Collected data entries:
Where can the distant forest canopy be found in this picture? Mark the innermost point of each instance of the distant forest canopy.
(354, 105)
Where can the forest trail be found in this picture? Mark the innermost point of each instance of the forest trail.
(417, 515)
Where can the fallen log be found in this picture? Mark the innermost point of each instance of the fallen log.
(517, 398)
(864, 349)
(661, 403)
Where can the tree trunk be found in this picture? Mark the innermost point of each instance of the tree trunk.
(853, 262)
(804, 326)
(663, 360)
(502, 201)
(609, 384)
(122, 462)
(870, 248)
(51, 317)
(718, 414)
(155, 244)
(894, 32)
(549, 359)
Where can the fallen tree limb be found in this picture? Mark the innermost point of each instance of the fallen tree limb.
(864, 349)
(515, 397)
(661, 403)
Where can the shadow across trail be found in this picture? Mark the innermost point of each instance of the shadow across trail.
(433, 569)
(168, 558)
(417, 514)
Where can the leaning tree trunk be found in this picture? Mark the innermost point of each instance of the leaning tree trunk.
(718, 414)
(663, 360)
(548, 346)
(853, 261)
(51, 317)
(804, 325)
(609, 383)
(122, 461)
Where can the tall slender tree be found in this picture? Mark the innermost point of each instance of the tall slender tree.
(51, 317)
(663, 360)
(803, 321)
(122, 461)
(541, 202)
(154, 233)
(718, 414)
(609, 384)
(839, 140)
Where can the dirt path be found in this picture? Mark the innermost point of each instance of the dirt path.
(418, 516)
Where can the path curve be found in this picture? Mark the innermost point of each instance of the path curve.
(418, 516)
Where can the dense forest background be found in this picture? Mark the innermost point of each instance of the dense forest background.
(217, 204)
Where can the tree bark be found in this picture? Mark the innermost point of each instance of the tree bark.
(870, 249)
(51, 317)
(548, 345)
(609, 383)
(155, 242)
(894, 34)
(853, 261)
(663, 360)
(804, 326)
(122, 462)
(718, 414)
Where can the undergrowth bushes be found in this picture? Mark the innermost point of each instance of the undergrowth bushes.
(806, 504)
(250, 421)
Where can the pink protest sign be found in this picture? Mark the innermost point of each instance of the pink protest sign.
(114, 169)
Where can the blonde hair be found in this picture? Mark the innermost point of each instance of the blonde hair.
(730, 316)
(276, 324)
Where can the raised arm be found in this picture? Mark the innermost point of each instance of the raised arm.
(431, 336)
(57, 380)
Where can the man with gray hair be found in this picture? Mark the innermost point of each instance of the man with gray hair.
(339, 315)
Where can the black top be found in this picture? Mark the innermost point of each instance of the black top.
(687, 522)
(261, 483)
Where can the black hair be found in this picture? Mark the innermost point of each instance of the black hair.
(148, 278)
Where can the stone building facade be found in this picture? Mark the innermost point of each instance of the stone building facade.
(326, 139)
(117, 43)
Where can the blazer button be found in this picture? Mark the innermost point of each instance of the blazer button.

- Problem to work on -
Would you quote, exactly and only, the lines from the one containing "Where can the path" to the end of the entries?

- Reply -
Where can the path curve be found in this picture? Mark the innermost point of each instance of the path curve.
(418, 516)
Where can the dense forest background be found in this picture? Mark the innermost point of each instance of the dense forest background.
(217, 204)
Where can the tree bark be found in this picture? Mark the innermost point of each instance of the tree bark.
(870, 249)
(51, 317)
(548, 345)
(609, 383)
(155, 242)
(894, 34)
(853, 261)
(663, 360)
(804, 326)
(122, 462)
(718, 414)
Where can the undergrowth bushes be found in this picture? Mark the innermost point of each instance of the undergrowth bushes.
(806, 504)
(250, 421)
Where can the pink protest sign be found in this picture? Mark the innermost point of each instance of the pink protest sign.
(114, 169)
Where can the blonde hair be found in this picture? Mark the innermost point of each instance of the blonde hair.
(730, 316)
(276, 324)
Where can the raised arm be found in this picture? Mark the innermost point of each instance of the raised arm.
(431, 336)
(57, 380)
Where can the man with gray hair be found in this picture? Mark the innermost point of each instance of the man with gray hair.
(339, 315)
Where can the black top be found in this picture? Mark the innermost point of each instance of the black top.
(687, 522)
(261, 483)
Where can the black hair be found in this picture? Mark the innermost point of each instance of the black hair.
(148, 278)
Where can the stone building facade be found in this picture? Mark the innermost point of each instance of the stone building facade.
(326, 139)
(117, 43)
Where can the blazer button be found in this picture? Mark the innermost point of each instance of the blazer button.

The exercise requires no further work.